======== SELECTED PASSAGE ========
6 Replies Latest reply on Aug 25, 2004 1:25 PM by starksm64

    How to clear HAJNDI's HARMI stub being cached in NamingConte

    budworth

      Hi all,

      We currently have a somewhat major issue with JBoss clusters and NamingContexts.

      Currently, if a client connects to HAJNDI and the server(s) are restarted in between client requests, the client handle gets invalidated.

      as in:
      1) Client A creates an initialcontext for DefaultPartition
      2) Server B answers back, handing him the HARMI stub
      3) Client A waits for user input
      4) Server B gets stopped and restarted (the JVM)
      5) Client A attempts to do JNDI lookup

      At this point, the HARMI stub is invalid as it only knows of a connection to the previous RMI server.

      Looking at NamingContext, it retains a weak reference cache that holds all server stubs. Which basically means that if I create another InitialContext, it still does not function since it uses the Naming object (rmi stub) from cache. and that one is invalid.

      There is IOException handling that seems to purge the cache of that server entry. But that seems to not be functioning properly.

      If you wait long enough, the weak ref will get purged and you can then create a new InitialContext and all works normally.

      That delay is about a minute or so, so doesn't exactly work for us (our servers handle several hundred requests per second)

      Anyone have an idea on how to get around this?

      My solution is to make a dynamic proxy for NamingContext in org.jnp.interfaces, that blows away the entire cache every time a CommunicationsException is received. (my proxy is in that package so i can access the package protected static cache)
======== INFORMATION GIVEN ========
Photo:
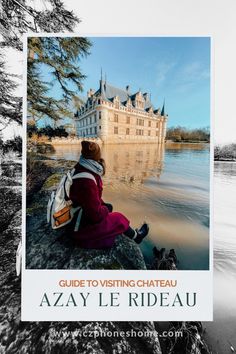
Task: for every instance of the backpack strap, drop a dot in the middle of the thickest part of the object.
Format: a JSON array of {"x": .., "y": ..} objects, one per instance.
[{"x": 85, "y": 175}]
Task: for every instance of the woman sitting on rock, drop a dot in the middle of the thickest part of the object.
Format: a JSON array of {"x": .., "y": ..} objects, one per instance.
[{"x": 99, "y": 225}]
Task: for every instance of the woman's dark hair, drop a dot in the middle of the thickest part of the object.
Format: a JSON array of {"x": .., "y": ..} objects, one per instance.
[{"x": 103, "y": 163}]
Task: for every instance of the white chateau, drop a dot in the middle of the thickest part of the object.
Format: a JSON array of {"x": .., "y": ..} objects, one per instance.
[{"x": 115, "y": 115}]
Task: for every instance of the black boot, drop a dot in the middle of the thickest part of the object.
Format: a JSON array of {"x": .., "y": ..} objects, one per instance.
[{"x": 141, "y": 233}]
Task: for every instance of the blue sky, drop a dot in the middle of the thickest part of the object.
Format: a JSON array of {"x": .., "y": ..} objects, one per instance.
[{"x": 176, "y": 69}]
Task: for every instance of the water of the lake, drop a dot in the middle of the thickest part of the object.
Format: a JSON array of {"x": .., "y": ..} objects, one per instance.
[
  {"x": 221, "y": 332},
  {"x": 169, "y": 188}
]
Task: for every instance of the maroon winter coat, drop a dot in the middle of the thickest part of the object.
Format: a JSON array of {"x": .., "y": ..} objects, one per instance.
[{"x": 98, "y": 227}]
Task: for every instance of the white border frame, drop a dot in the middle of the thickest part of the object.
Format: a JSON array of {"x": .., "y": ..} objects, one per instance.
[{"x": 113, "y": 273}]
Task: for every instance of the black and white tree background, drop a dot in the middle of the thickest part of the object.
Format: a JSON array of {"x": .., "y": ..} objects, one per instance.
[{"x": 18, "y": 17}]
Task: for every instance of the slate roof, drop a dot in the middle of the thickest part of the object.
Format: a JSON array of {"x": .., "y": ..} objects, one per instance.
[{"x": 109, "y": 92}]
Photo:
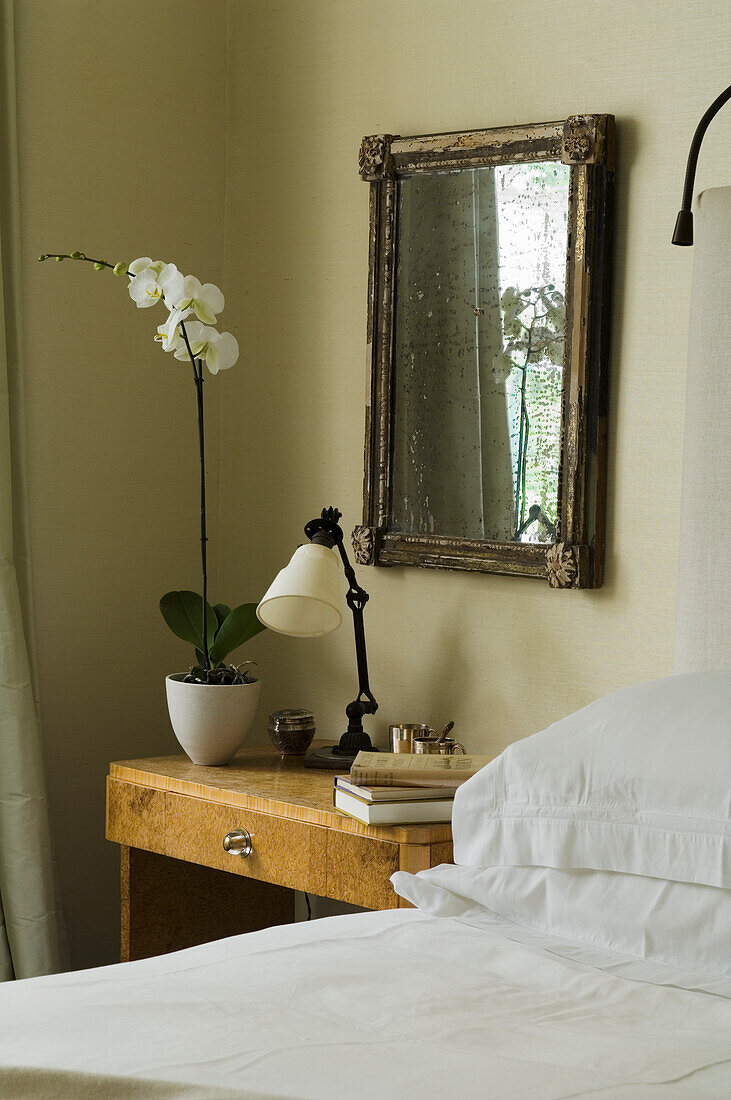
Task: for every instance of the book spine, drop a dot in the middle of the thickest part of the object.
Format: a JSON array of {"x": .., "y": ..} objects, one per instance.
[{"x": 366, "y": 777}]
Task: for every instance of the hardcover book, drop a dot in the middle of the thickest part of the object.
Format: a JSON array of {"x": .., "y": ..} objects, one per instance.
[
  {"x": 402, "y": 769},
  {"x": 394, "y": 813},
  {"x": 389, "y": 793}
]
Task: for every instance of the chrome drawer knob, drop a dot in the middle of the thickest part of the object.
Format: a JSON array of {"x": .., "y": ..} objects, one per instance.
[{"x": 239, "y": 843}]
========
* TO-DO LIST
- A) In the JBoss HAJNDI thread, roughly how long does it take before the weak reference is purged and a new InitialContext works again?
- B) Extend the JBoss HAJNDI thread on cached HARMI stubs, starting after its final sentence.

* EXERCISE RESULTS
- A) About a minute.

- B)
      This works, but I was hoping Was hoping there was a more normal way.

        • 1. Re: How to clear HAJNDI's HARMI stub being cached in NamingC
          starksm64

          I'm not following the failure scenario you expect. Given what you describe, this sample hajndi client is doing the same steps, and its expected that the second list operation will fail as there is no server to failover to. It is able to immeadiately reconnect by creating a new InitialContext, so what differs in your scenario?

          package naming;
          
          import java.util.Properties;
          import javax.naming.Context;
          import javax.naming.InitialContext;
          import javax.naming.NamingException;
          
          /**
           * @author Scott.Stark@jboss.org
           * @version $Revison:$
           */
          public class TestHANaming
          {
           public static void main(String[] args) throws Exception
           {
           Properties env = new Properties();
           env.setProperty(Context.INITIAL_CONTEXT_FACTORY,
           "org.jnp.interfaces.NamingContextFactory");
           env.setProperty(Context.PROVIDER_URL, "localhost:1100");
           InitialContext ic = new InitialContext(env);
           ic.list("");
           System.out.println("Listed localhost:1100 root, kill the server");
           Thread.sleep(30*1000);
          
           System.out.println("Trying to list again...");
           try
           {
           // Should fail because the only server has been restarted
           ic.list("");
           }
           catch(NamingException e)
           {
           System.out.println("Lookup failed, trying new InitialContext");
           ic = new InitialContext(env);
           ic.list("");
           System.out.println("Listed localhost:1100 root again");
           }
           }
          
          }
          


          Listed localhost:1100 root, kill the server
          Trying to list again...
          Lookup failed, trying new InitialContext
          Listed localhost:1100 root again
          



          • 2. Re: How to clear HAJNDI's HARMI stub being cached in NamingC
            budworth

            Hi Scott, thank you for the response. (sorry for my delay, got side tracked for quite a bit)

            Your example works fine, but if you auto-discover the host, it won't.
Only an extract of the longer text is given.